# Your goal
Shift every coordinate in the answers by -70 and write out again the rows from the line with "Can you see the dirt" through the end of the rows, requests included.

-- Start Data section --

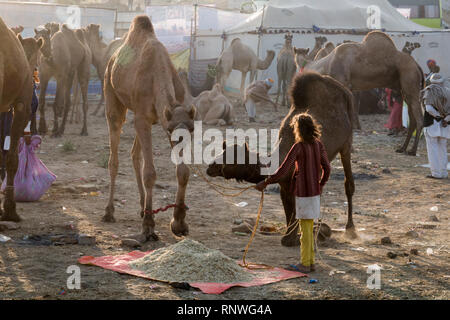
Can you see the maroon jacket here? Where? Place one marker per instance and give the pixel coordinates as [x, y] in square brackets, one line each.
[312, 169]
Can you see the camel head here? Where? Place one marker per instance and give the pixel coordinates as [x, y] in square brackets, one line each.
[301, 57]
[53, 27]
[288, 40]
[44, 34]
[240, 170]
[17, 30]
[320, 41]
[31, 47]
[180, 117]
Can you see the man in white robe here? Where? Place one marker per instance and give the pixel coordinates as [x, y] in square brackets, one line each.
[437, 125]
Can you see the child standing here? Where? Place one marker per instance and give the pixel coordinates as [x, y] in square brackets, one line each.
[312, 170]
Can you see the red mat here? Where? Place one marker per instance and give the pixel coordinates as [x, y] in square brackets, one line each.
[120, 263]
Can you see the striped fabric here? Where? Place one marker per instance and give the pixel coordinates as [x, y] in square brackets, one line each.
[312, 169]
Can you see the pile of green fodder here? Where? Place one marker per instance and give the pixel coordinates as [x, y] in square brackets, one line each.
[190, 261]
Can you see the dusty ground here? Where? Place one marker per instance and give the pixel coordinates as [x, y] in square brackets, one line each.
[395, 201]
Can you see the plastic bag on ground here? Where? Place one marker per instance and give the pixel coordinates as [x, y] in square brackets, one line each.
[33, 178]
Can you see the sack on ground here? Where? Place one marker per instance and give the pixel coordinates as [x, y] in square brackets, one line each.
[33, 178]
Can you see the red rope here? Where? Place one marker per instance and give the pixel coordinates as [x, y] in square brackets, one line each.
[146, 211]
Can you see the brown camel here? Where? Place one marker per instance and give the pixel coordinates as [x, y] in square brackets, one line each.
[141, 77]
[286, 69]
[331, 104]
[318, 45]
[375, 63]
[68, 55]
[239, 56]
[17, 30]
[101, 53]
[326, 50]
[213, 108]
[15, 91]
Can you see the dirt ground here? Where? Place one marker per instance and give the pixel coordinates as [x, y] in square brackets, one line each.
[392, 197]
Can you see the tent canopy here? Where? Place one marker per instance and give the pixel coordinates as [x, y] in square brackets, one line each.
[326, 14]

-- End Data section --

# Problem solution
Can you see the dirt ground here? Where? Place one marker per instance and give the pixel coordinates as [x, y] in square brackets, one line each.
[322, 127]
Can you see the tent canopy here? Where? Place one marker per instance and give the pixel coordinates as [x, y] in square brackets, one line each.
[256, -56]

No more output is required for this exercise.